[WHAT YOU WILL DO]:
1) Duplicate the passage of the January 1929 chronology from "January 1, 1929" up to and including "had been removed.".
2) Answer these questions using the January 1929 chronology:
(a) What was the final score of the 15th Rose Bowl?
(b) Whom did Yugoslavian Prime Minister Anton Korošec inform of his resignation?
(c) Which painting did the Daily Mail say Andrew W. Mellon had purchased?
3) Decide whether each statement agrees with the January 1929 chronology:
(a) Bolivia and Paraguay signed an arbitration treaty concerning the Chaco region.
(b) Denny Lyons died at the age of 72.
(c) Sergio Leone was born in Stuttgart.

January 1, 1929 (Tuesday)

  • In the 15th Rose Bowl, the Georgia Tech Yellow Jackets defeated the California Golden Bears 8–7. The game featured one of the biggest blunders in college football history when Roy Riegels of the Golden Bears picked up a fumble and ran the wrong way, leading to a Yellow Jackets two-point safety that ultimately provided the margin of victory.
  • German President Paul von Hindenburg and Chancellor Hermann Müller told a New Year's Day reception of diplomatic representatives that the German people wanted the occupation of the Rhineland to end. Hindenburg said that the German people were "very bitter because a great part of their country still lacks the liberty which we claim by divine and human right", while Müller said that strained international relations remaining over the war could only end once the "foreign yoke" of occupation had been removed.
  • Born: Joseph Lombardo, mafioso, in Italy; Haruo Nakajima, actor, in Yamagata, Japan
  • January 2, 1929 (Wednesday)

  • Yugoslavian Prime Minister Anton Korošec informed King Alexander of his resignation, explaining that he could not accept the demands of the Peasant-Democratic coalition which was campaigning for Croatian autonomy.
  • Died: Denny Lyons, 62, American baseball player
  • January 3, 1929 (Thursday)

  • Bolivia and Paraguay averted war over the disputed Chaco region by signing an arbitration treaty.
  • Born: Sergio Leone, filmmaker, in Rome (d. 1989); Ernst Mahle, Brazilian composer and conductor, in Stuttgart, Germany; Gordon Moore, computing entrepreneur and benefactor, in San Francisco
  • January 4, 1929 (Friday)

  • A merger between the Victor Talking Machine Company and RCA was officially approved. One reason why RCA head David Sarnoff wanted Victor was for its production plant in Camden, New Jersey, which could manufacture equipment for the booming medium of sound film. The move helped establish Sarnoff's RKO Pictures as a major new film company.
  • The Daily Mail announced that American industrialist and Secretary of the Treasury Andrew W. Mellon had purchased the Niccolini-Cowper Madonna by the Italian Renaissance artist Raphael for about $1 million, a new record at the time for the most ever paid for a single painting.
  • January 5, 1929 (Saturday)

Coordinate annotation records:
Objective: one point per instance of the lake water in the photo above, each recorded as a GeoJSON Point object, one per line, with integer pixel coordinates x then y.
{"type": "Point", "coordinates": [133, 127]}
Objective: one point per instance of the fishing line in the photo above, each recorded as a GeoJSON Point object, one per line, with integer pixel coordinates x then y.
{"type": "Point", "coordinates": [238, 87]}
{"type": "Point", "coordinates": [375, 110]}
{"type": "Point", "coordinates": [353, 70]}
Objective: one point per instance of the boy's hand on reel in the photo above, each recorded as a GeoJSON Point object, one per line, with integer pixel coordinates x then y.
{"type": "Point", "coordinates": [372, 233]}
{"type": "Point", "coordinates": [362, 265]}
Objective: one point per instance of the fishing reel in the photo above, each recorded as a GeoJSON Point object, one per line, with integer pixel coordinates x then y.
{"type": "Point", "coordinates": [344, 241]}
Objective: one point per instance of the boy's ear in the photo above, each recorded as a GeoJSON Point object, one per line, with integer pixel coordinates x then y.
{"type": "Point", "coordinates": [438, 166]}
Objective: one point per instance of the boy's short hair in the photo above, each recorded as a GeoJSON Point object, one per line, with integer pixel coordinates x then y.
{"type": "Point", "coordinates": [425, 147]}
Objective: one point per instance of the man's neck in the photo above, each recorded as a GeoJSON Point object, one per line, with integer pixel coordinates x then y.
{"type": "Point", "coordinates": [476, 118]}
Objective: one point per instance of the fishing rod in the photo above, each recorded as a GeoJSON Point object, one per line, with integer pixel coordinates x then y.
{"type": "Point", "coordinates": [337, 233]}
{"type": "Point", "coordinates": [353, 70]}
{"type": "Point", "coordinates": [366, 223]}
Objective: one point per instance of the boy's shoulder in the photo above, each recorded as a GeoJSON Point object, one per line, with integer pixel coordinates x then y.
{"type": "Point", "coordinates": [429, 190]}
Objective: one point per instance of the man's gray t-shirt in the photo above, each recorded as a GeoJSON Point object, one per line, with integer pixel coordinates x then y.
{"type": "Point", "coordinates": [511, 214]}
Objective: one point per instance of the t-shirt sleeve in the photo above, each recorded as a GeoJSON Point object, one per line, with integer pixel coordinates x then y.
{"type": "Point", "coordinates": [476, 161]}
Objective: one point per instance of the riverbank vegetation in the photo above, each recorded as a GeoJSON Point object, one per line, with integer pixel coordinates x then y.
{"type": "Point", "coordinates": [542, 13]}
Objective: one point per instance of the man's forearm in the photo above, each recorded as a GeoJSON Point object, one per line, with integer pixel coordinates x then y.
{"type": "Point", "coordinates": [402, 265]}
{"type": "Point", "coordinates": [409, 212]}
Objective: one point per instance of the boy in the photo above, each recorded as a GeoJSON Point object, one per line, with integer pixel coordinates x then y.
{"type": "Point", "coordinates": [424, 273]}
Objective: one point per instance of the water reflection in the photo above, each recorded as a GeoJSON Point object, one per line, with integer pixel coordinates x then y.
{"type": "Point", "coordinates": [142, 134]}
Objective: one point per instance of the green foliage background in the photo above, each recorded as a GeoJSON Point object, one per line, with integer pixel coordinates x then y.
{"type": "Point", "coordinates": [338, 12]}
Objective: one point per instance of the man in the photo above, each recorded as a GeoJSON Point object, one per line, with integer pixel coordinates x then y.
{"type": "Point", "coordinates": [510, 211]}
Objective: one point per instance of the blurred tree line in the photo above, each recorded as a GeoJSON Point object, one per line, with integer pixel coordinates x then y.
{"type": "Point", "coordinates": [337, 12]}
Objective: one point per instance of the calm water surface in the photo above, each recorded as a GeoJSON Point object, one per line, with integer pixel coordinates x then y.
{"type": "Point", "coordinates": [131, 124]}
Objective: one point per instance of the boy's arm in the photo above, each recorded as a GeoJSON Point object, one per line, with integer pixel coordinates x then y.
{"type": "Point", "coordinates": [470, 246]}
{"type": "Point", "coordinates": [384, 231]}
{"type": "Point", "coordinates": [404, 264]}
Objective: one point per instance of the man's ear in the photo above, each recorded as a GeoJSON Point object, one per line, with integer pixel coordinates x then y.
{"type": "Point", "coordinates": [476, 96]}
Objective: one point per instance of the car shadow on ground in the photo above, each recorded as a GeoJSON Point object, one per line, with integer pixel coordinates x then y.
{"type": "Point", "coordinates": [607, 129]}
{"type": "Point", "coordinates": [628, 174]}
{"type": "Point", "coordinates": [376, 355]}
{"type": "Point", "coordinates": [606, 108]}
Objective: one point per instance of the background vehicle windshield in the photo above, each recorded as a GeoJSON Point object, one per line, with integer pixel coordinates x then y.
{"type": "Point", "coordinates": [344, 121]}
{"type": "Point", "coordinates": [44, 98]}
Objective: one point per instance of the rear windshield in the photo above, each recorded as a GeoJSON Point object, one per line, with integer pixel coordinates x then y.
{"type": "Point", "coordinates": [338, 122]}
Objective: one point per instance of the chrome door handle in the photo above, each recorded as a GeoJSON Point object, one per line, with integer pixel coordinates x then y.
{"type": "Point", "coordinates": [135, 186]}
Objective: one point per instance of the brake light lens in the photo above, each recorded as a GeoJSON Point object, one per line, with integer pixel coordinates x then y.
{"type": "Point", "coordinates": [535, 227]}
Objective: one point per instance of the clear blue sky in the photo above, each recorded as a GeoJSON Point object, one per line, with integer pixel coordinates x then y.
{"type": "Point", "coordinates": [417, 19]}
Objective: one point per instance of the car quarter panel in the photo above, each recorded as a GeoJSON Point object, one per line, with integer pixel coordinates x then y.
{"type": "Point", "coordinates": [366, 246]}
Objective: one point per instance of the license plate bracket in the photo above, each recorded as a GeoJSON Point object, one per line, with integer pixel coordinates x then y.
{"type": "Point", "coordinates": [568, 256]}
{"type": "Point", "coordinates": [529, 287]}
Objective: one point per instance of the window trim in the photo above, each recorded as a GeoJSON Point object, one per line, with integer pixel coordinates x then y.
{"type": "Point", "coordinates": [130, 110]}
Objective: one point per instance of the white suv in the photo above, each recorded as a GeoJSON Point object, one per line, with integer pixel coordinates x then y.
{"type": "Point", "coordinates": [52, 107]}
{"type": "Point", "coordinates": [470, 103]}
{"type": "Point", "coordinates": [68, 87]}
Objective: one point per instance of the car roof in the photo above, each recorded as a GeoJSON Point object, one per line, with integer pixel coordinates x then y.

[RESULTS]:
1)
January 1, 1929 (Tuesday)

  • In the 15th Rose Bowl, the Georgia Tech Yellow Jackets defeated the California Golden Bears 8–7. The game featured one of the biggest blunders in college football history when Roy Riegels of the Golden Bears picked up a fumble and ran the wrong way, leading to a Yellow Jackets two-point safety that ultimately provided the margin of victory.
  • German President Paul von Hindenburg and Chancellor Hermann Müller told a New Year's Day reception of diplomatic representatives that the German people wanted the occupation of the Rhineland to end. Hindenburg said that the German people were "very bitter because a great part of their country still lacks the liberty which we claim by divine and human right", while Müller said that strained international relations remaining over the war could only end once the "foreign yoke" of occupation had been removed.

2)
(a) 8–7, with the Georgia Tech Yellow Jackets defeating the California Golden Bears.
(b) King Alexander.
(c) The Niccolini-Cowper Madonna by Raphael.

3)
(a) Yes: "Bolivia and Paraguay averted war over the disputed Chaco region by signing an arbitration treaty."
(b) No: "Died: Denny Lyons, 62, American baseball player"
(c) No: "Born: Sergio Leone, filmmaker, in Rome"